**REQUIREMENTS:**
Answer these from the passage on the Big Mind process below:
(a) What is Roshi's major interest as a Zen Master?
(b) Into which two categories does the range of voices generally fall?
(c) What process are we engaged in when working with the transcendent voices?

**TEXT PASSAGE:**
--- begin ---

What must be understood is that first and foremost, Roshi is a Zen Master, and as such, his major interest is in transmitting the dharma and finding ways to make it accessible. That is why he is so invested in the Big Mind process. Big Mind looks and sounds like a voice dialogue tool. But that’s where the similarities end. Big Mind is a process to both teach the dharma AND to give people direct experience of the dharma. In the hands of a skilled facilitator, the Big Mind process has the power to awaken us.

Another important point to keep in mind is that the range of voices generally fall into 2 categories: dualistic and transcendent. Traditional voice dialogue primarily works with the dualistic voices, the psychological identities that we are more familiar with and work with during a mat trip, e.g., the victim, the controller, the protector, the damaged self, the innocent child, etc.

When working with the dualistic voices we discover that we are actually engaged in is a process of shadow work, integrating our disowned voices. We also discover that we are using our own life force to suppress and disown these voices because they’re too painful, too uncomfortable. So freeing and owning these voices releases vital life force energy that becomes available to us. This, in an of itself, is extremely healing, allowing us to live more freely in our lives and the world. All of us have had a taste of this freedom on the mat.

But when we switch to the transcendent voices, here’s a whole different ball game. We are then engaged in a process of awakening these voices within us. They are not disowned, they simply have never been opened up before and have lain dormant. That’s where it gets really exciting. Quite literally, the Big Mind process is a practice of enlightenment, helping to fast track us through these stages.

--- end ---

**DATASET CONTENT:**
--- begin ---

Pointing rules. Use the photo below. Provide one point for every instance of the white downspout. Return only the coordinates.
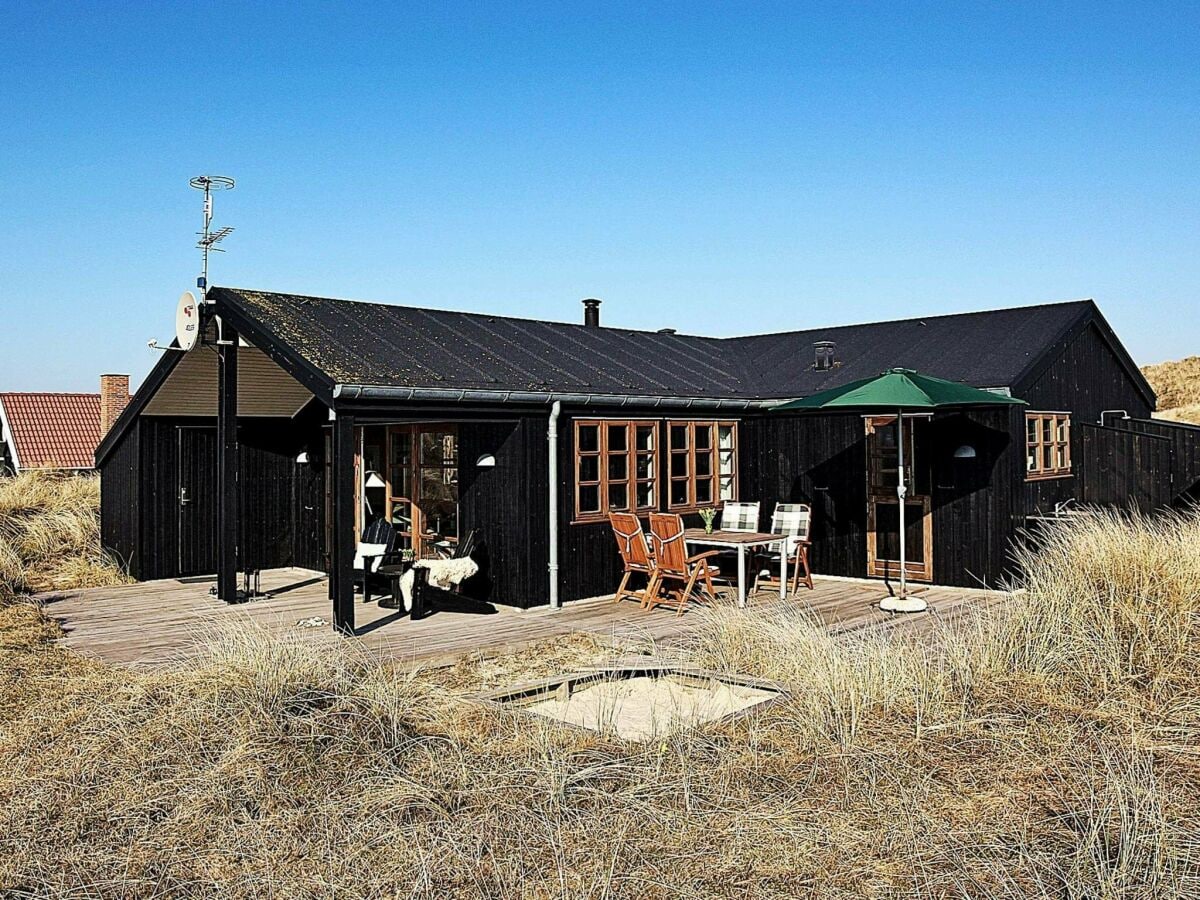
(552, 447)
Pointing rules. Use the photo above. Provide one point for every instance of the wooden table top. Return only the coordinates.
(697, 535)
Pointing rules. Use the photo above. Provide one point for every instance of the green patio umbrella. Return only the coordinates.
(899, 390)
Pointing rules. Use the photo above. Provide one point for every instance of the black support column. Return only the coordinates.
(342, 576)
(227, 467)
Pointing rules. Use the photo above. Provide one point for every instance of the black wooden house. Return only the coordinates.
(298, 420)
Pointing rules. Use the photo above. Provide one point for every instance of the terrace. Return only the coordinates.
(159, 623)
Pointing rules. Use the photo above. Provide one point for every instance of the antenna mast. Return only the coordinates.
(209, 239)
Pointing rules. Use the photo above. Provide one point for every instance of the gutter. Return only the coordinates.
(451, 395)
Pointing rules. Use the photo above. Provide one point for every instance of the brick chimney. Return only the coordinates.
(114, 396)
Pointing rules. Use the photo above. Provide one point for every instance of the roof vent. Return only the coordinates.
(825, 354)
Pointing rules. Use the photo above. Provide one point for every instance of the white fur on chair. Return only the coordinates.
(444, 574)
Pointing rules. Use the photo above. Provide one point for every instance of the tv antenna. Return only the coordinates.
(209, 239)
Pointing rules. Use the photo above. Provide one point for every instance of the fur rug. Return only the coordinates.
(444, 574)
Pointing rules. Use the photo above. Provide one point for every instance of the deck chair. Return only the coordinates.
(635, 556)
(673, 567)
(796, 521)
(379, 546)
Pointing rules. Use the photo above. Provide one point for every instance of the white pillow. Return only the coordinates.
(370, 550)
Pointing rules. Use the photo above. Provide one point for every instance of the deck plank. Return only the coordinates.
(157, 624)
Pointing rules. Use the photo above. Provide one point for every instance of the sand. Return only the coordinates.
(643, 707)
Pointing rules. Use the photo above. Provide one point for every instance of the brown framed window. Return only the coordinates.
(1047, 445)
(702, 463)
(616, 467)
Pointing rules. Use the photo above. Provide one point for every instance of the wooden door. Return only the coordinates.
(196, 495)
(883, 505)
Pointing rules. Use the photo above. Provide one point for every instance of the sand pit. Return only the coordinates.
(639, 705)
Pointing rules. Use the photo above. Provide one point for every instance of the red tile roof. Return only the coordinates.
(53, 431)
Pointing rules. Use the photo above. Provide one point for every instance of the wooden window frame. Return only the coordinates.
(690, 478)
(603, 483)
(1039, 445)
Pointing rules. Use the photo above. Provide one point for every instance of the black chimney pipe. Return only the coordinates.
(592, 312)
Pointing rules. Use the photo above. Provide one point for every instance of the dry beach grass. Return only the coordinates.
(1044, 748)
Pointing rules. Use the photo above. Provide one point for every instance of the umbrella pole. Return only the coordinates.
(901, 601)
(901, 490)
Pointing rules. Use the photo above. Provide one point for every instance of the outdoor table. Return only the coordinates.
(742, 541)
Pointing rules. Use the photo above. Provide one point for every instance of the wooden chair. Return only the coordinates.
(635, 556)
(672, 565)
(796, 521)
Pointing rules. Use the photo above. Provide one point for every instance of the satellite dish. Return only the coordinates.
(187, 321)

--- end ---

**OUTPUT FOR THIS EXERCISE:**
(a) Transmitting the dharma and finding ways to make it accessible.
(b) Dualistic and transcendent.
(c) A process of awakening these voices within us.